Natural-language object grounding data:
···
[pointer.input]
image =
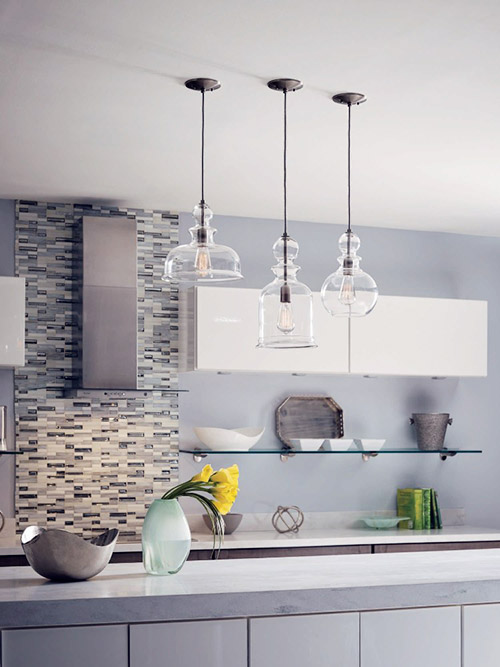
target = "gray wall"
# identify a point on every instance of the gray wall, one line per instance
(7, 464)
(403, 263)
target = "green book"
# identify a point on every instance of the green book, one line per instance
(438, 511)
(434, 521)
(410, 503)
(426, 508)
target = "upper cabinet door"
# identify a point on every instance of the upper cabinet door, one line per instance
(220, 330)
(417, 336)
(12, 322)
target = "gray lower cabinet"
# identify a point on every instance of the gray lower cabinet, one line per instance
(95, 646)
(411, 637)
(207, 643)
(323, 640)
(481, 638)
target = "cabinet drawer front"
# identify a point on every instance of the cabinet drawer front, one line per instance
(323, 640)
(481, 639)
(99, 646)
(204, 643)
(411, 638)
(227, 332)
(416, 336)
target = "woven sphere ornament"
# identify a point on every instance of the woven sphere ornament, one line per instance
(288, 519)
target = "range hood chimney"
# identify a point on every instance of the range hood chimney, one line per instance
(109, 311)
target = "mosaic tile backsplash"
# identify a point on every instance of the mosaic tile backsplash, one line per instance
(93, 463)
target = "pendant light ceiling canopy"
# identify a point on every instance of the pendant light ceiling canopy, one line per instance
(349, 291)
(285, 304)
(202, 260)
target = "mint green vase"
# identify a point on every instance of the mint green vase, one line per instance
(166, 538)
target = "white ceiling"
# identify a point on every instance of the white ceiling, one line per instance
(93, 107)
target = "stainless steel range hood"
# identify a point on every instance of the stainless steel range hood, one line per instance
(109, 310)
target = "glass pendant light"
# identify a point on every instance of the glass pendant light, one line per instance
(202, 260)
(350, 291)
(285, 305)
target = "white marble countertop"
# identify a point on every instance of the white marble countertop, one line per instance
(319, 537)
(123, 593)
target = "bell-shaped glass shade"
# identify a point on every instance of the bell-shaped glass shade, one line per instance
(285, 306)
(202, 260)
(349, 292)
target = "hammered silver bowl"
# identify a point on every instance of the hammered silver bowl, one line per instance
(62, 556)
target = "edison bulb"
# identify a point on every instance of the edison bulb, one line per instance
(347, 294)
(285, 318)
(202, 261)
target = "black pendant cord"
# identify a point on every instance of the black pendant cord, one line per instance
(202, 158)
(285, 220)
(349, 180)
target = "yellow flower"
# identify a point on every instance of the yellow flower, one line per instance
(204, 475)
(226, 488)
(226, 475)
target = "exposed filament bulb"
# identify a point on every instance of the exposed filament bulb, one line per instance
(202, 262)
(347, 294)
(285, 318)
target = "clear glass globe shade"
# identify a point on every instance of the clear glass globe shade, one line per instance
(202, 260)
(286, 322)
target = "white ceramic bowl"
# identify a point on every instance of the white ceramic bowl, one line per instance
(338, 444)
(307, 444)
(236, 439)
(371, 445)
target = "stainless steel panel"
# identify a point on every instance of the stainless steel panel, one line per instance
(109, 337)
(109, 252)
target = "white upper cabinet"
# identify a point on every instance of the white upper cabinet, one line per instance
(416, 336)
(219, 332)
(12, 322)
(402, 336)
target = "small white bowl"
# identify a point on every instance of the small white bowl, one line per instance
(307, 444)
(235, 439)
(338, 444)
(370, 445)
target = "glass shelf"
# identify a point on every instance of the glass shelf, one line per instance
(285, 454)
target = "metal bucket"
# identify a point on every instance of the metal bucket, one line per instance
(431, 429)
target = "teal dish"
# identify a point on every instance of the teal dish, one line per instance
(384, 522)
(166, 538)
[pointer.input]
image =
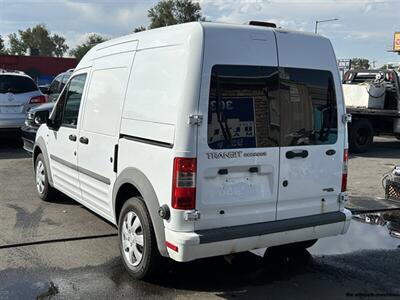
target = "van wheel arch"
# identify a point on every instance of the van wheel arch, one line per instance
(133, 183)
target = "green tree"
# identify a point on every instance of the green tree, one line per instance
(60, 47)
(3, 49)
(92, 40)
(171, 12)
(360, 63)
(37, 37)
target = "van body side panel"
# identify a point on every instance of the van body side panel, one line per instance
(237, 177)
(312, 106)
(100, 126)
(163, 90)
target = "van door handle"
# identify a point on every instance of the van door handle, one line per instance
(293, 154)
(223, 171)
(330, 152)
(84, 140)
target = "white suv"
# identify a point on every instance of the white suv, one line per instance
(202, 139)
(18, 93)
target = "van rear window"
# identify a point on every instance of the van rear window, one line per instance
(261, 106)
(243, 110)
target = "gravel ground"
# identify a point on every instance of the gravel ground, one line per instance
(77, 254)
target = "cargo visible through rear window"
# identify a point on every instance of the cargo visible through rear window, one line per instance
(260, 106)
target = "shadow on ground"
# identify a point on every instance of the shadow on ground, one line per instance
(381, 148)
(11, 148)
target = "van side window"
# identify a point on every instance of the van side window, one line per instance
(308, 107)
(243, 107)
(73, 100)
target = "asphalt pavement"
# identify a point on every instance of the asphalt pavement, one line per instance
(61, 250)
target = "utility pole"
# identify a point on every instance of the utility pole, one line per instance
(323, 21)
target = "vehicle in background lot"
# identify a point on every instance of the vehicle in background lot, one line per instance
(57, 85)
(38, 115)
(18, 93)
(372, 97)
(211, 145)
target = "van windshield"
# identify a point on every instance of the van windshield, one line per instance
(261, 106)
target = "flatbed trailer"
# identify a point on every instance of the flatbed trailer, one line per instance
(369, 122)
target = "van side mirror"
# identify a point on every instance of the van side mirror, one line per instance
(51, 124)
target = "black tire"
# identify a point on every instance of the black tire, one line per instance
(151, 259)
(47, 192)
(361, 135)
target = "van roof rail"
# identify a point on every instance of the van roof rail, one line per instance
(11, 71)
(261, 23)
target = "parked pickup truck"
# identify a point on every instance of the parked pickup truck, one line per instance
(372, 98)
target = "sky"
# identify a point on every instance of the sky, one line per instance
(365, 27)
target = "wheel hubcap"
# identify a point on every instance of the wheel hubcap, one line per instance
(132, 239)
(40, 177)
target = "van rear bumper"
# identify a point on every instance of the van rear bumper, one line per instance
(222, 241)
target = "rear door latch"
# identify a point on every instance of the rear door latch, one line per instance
(195, 120)
(191, 215)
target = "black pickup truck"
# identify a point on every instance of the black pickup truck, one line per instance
(368, 122)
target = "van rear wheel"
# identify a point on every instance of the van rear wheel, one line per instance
(137, 242)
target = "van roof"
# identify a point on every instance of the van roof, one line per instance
(176, 34)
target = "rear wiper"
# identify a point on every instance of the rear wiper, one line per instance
(223, 125)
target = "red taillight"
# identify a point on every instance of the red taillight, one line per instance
(184, 183)
(344, 172)
(38, 99)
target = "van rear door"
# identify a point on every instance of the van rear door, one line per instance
(312, 134)
(237, 153)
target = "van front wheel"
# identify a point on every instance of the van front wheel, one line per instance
(137, 242)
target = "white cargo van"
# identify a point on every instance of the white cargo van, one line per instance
(202, 139)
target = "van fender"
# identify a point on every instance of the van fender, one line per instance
(145, 188)
(41, 144)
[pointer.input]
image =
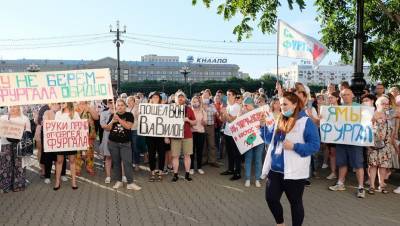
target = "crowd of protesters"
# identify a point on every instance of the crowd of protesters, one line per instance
(291, 153)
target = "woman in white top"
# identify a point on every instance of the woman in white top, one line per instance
(66, 113)
(13, 176)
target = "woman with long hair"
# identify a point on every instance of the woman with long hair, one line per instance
(198, 131)
(156, 147)
(66, 113)
(292, 140)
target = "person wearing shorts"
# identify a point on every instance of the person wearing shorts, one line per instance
(184, 145)
(349, 155)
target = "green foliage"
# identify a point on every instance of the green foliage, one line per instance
(337, 19)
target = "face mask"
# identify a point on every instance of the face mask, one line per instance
(288, 113)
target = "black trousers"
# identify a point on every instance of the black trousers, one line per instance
(198, 145)
(234, 156)
(156, 146)
(293, 189)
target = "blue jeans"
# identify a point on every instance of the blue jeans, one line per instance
(256, 153)
(135, 149)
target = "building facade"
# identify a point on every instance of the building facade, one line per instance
(321, 75)
(152, 67)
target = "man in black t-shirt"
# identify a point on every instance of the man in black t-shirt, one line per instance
(120, 145)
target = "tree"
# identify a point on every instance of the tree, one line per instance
(337, 19)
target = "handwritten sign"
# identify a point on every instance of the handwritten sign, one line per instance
(347, 125)
(56, 86)
(71, 135)
(161, 120)
(246, 129)
(11, 129)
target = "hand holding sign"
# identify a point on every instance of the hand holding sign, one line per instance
(288, 145)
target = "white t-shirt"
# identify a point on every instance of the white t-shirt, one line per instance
(65, 116)
(232, 110)
(19, 119)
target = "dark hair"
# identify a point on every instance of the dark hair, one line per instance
(232, 91)
(345, 84)
(286, 124)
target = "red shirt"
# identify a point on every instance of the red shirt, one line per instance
(187, 132)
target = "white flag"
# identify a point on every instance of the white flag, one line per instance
(292, 43)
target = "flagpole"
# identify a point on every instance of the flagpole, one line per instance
(277, 53)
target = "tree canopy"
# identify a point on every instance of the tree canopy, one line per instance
(337, 21)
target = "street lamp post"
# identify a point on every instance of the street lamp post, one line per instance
(357, 82)
(118, 43)
(185, 71)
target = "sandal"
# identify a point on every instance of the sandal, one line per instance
(152, 178)
(371, 191)
(159, 176)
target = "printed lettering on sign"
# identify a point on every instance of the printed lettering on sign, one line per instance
(347, 125)
(161, 120)
(246, 129)
(51, 87)
(69, 135)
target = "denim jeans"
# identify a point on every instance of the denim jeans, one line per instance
(256, 153)
(135, 149)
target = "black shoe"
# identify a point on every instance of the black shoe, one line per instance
(187, 177)
(175, 178)
(228, 172)
(214, 164)
(235, 177)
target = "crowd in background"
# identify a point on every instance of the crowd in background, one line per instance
(207, 140)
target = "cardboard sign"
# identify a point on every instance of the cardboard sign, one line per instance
(347, 125)
(56, 86)
(161, 120)
(71, 135)
(246, 129)
(11, 129)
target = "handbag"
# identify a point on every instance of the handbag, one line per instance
(380, 144)
(25, 145)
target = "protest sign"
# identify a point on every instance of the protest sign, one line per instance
(161, 120)
(71, 135)
(246, 129)
(347, 125)
(11, 129)
(21, 88)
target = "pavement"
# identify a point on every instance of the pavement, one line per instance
(210, 199)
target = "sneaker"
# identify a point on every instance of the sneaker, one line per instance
(133, 186)
(361, 193)
(337, 187)
(331, 176)
(118, 184)
(107, 180)
(235, 177)
(124, 179)
(187, 177)
(175, 178)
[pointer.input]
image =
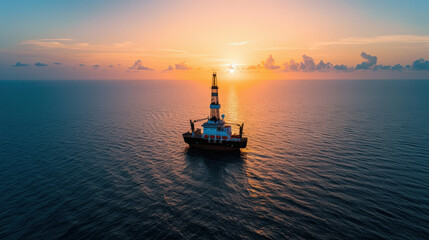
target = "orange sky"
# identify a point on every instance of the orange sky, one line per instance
(188, 39)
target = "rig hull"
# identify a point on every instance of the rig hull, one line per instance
(214, 144)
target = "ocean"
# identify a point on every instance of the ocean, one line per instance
(326, 159)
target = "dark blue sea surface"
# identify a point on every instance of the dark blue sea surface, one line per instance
(106, 160)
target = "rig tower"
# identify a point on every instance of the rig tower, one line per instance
(214, 105)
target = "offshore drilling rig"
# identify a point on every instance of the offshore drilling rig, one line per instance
(216, 133)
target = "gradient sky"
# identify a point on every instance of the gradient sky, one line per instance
(102, 39)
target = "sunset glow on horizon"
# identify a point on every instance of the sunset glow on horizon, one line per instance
(238, 39)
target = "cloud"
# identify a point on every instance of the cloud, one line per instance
(138, 66)
(370, 61)
(71, 44)
(170, 68)
(182, 66)
(39, 64)
(238, 43)
(420, 64)
(424, 39)
(291, 66)
(18, 64)
(341, 67)
(309, 65)
(270, 63)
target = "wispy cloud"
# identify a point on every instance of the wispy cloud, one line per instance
(424, 39)
(168, 53)
(182, 66)
(19, 64)
(72, 44)
(309, 65)
(139, 66)
(269, 63)
(278, 48)
(238, 43)
(39, 64)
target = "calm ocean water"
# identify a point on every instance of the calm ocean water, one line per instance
(106, 160)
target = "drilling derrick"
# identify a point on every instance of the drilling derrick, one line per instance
(214, 105)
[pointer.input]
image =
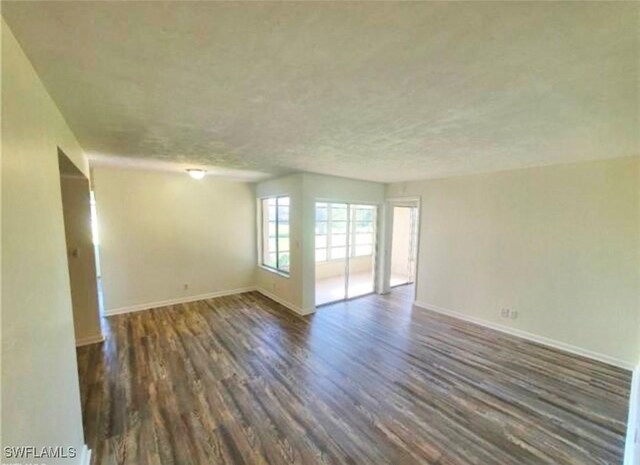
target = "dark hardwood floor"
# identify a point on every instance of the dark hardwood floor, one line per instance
(241, 380)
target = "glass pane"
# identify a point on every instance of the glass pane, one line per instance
(321, 228)
(338, 252)
(283, 244)
(339, 227)
(321, 255)
(364, 226)
(339, 214)
(321, 241)
(364, 214)
(283, 261)
(283, 214)
(363, 250)
(364, 239)
(321, 214)
(338, 240)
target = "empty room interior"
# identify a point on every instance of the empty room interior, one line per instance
(337, 233)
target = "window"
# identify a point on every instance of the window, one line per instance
(275, 233)
(341, 228)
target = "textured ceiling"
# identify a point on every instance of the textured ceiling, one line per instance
(378, 91)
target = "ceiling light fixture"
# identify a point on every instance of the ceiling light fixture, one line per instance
(196, 174)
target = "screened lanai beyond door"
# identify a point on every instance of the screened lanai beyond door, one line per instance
(344, 251)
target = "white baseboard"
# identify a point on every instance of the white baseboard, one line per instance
(85, 456)
(180, 300)
(530, 336)
(289, 305)
(85, 341)
(632, 448)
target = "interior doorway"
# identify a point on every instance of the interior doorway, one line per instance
(345, 245)
(404, 245)
(81, 260)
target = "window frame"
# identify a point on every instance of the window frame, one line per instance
(350, 234)
(265, 230)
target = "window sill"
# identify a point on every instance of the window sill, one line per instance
(282, 274)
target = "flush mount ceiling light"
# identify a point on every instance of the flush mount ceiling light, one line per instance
(196, 174)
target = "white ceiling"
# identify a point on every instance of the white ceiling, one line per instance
(378, 91)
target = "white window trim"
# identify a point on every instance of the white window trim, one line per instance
(260, 229)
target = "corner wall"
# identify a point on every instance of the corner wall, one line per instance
(559, 244)
(40, 389)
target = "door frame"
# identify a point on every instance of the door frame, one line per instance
(378, 224)
(391, 202)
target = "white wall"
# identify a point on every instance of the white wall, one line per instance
(333, 268)
(40, 390)
(559, 244)
(161, 230)
(82, 265)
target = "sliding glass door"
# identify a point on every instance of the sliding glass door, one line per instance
(362, 236)
(344, 251)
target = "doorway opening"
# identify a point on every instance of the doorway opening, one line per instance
(404, 245)
(345, 245)
(81, 257)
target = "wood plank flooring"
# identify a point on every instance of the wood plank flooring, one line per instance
(241, 380)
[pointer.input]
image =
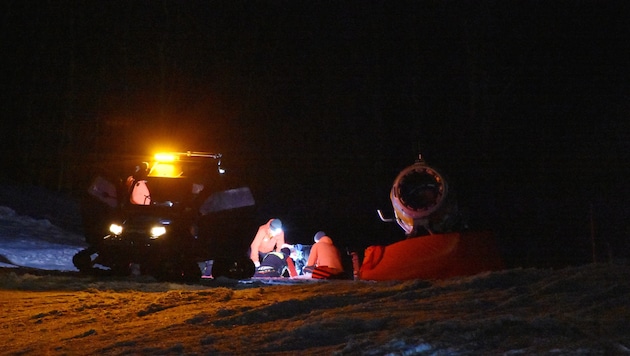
···
WHAT IS EXPECTED -
What is needed is an exact repeat of the lines from the one containing "# identify a point on every instance of the doorway" through the last line of the records above, both included, with pictures left out.

WRITTEN RESPONSE -
# identify a point on every instance of the doorway opening, one line per instance
(404, 245)
(345, 245)
(81, 257)
target = "wood plank flooring"
# identify a point on every instance of the wood plank flooring, one line per instance
(241, 380)
[pointer.input]
image =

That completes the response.